(Beginning of Text segment)

[BUG] How to train a TCNModel with a custom dataset?
Describe the bug
By debugging the training process for the TCNModel class that leads to the forward() and _compute_loss() I found out that the _compute_loss() function reshapes the data using the squeeze operator from PyTorch, causing a mismatch between the target shape and the model output's shape. The incriminated line is here: https://github.com/unit8co/darts/blob/000d29d33f6888d079fa426731ff7ac9b1348f8d/darts/models/forecasting/pl_forecasting_module.py#L368
To Reproduce
At the moment I used a TCNModel instance with batch_size=64, input_chunk_length=64, output_chunk_length=1. I have used the fit_from_dataset() function with a custom instance of the PastCovariatesSequentialDataset that overrides the __getitem__ method so to return my own sliding windows. If you need to see the code for the dataset class just let me know.
Expected behavior I would expect the model output's (tensor) shape to match the target tensor's shape so to compute the loss correctly.
System (please complete the following information):
- Python version: 3.9.18
- darts version 0.28.0
Additional context
When the output object reaches that line of code, the shape of the tensor is (64, 64, 1, 1) (shape caused by the following line: https://github.com/unit8co/darts/blob/000d29d33f6888d079fa426731ff7ac9b1348f8d/darts/models/forecasting/tcn_model.py#L249) and the target is (64, 1, 1). What the squeeze operator does is transform the output object shape into (64, 64, 1) instead, causing the mismatch.

(End of Text segment)
(Beginning of Data listing)

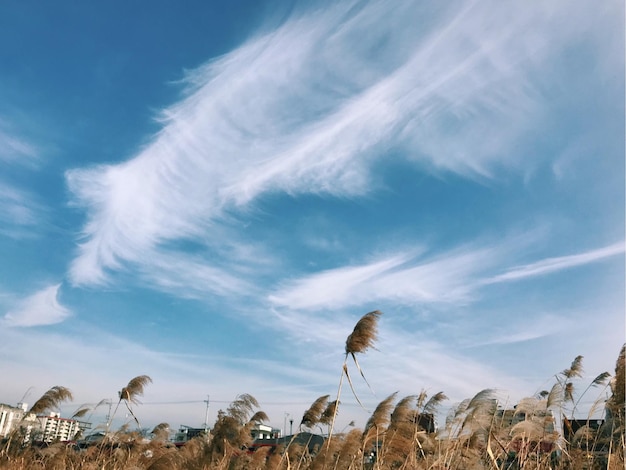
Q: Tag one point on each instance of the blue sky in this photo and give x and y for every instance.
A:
(213, 194)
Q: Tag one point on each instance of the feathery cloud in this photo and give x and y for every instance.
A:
(41, 308)
(308, 107)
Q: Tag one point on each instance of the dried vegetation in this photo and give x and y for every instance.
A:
(481, 432)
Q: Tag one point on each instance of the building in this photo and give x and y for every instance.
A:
(12, 416)
(54, 428)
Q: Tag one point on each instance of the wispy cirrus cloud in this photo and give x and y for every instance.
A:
(41, 308)
(19, 209)
(551, 265)
(453, 277)
(309, 106)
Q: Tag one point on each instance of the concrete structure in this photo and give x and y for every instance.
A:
(54, 428)
(11, 417)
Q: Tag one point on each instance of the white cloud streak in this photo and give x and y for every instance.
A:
(453, 277)
(41, 308)
(308, 107)
(552, 265)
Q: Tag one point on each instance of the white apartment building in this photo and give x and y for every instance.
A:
(54, 428)
(10, 417)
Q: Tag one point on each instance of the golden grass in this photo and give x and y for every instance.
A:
(479, 433)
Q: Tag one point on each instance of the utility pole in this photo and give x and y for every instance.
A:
(206, 415)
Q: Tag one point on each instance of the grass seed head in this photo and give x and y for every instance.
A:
(364, 334)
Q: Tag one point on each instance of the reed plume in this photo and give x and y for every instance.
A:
(575, 370)
(51, 399)
(313, 415)
(364, 334)
(363, 337)
(329, 412)
(242, 407)
(134, 389)
(130, 394)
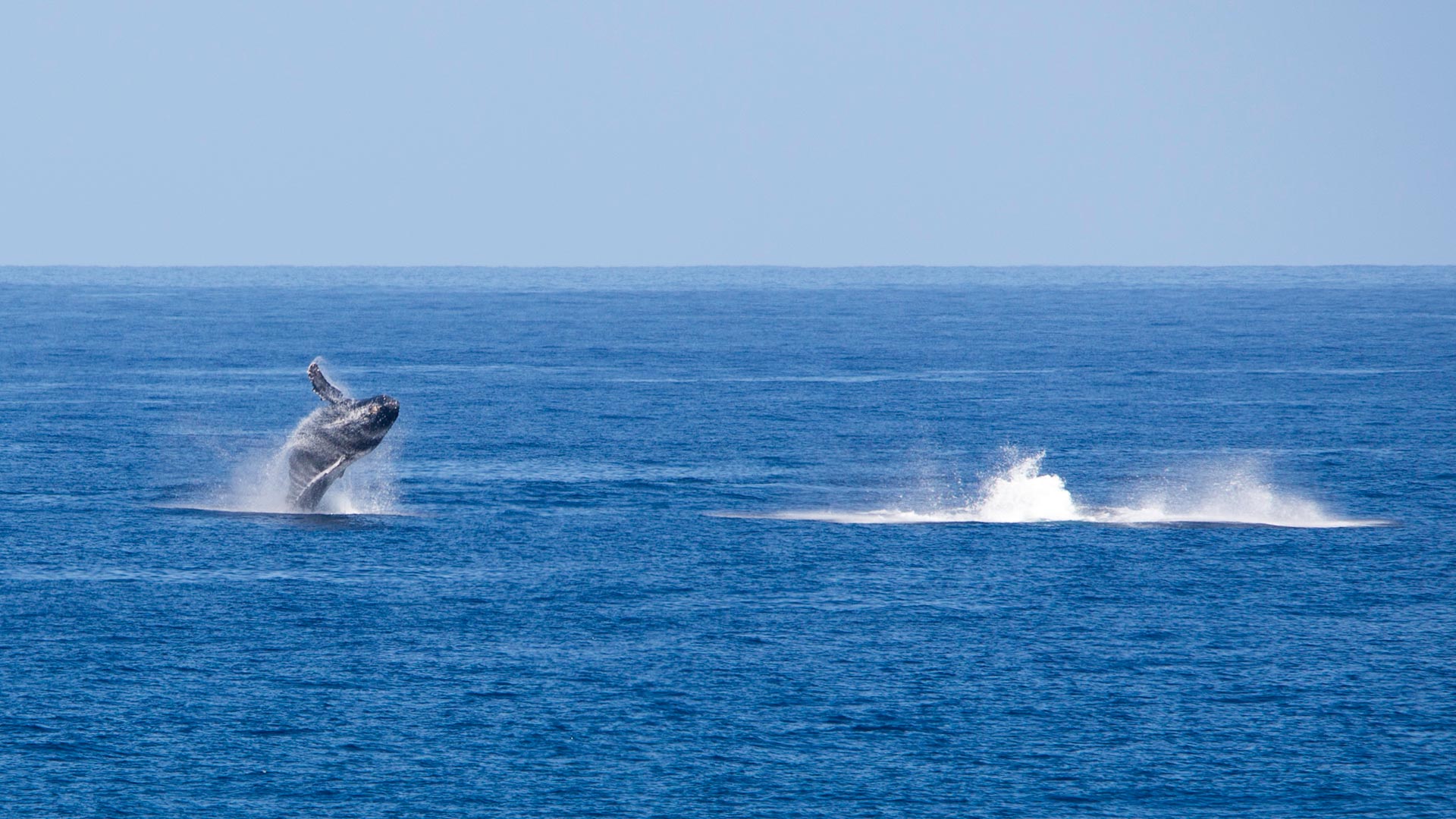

(End of Data listing)

**Required work**
- 1) From the TCNModel bug report, write out the passage starting at "System (please complete" and ending at "causing the mismatch.".
- 2) According to the TCNModel bug report, why does the loss fail to compute correctly during training? Answer in one to three sentences.

**Solutions to the tasks**
- 1)
System (please complete the following information):
- Python version: 3.9.18
- darts version 0.28.0
Additional context
When the output object reaches that line of code, the shape of the tensor is (64, 64, 1, 1) (shape caused by the following line: https://github.com/unit8co/darts/blob/000d29d33f6888d079fa426731ff7ac9b1348f8d/darts/models/forecasting/tcn_model.py#L249) and the target is (64, 1, 1). What the squeeze operator does is transform the output object shape into (64, 64, 1) instead, causing the mismatch.

- 2) The output tensor reaches the loss computation with shape (64, 64, 1, 1), and the squeeze operator in _compute_loss() reshapes it to (64, 64, 1). The target has shape (64, 1, 1), so the two shapes do not match.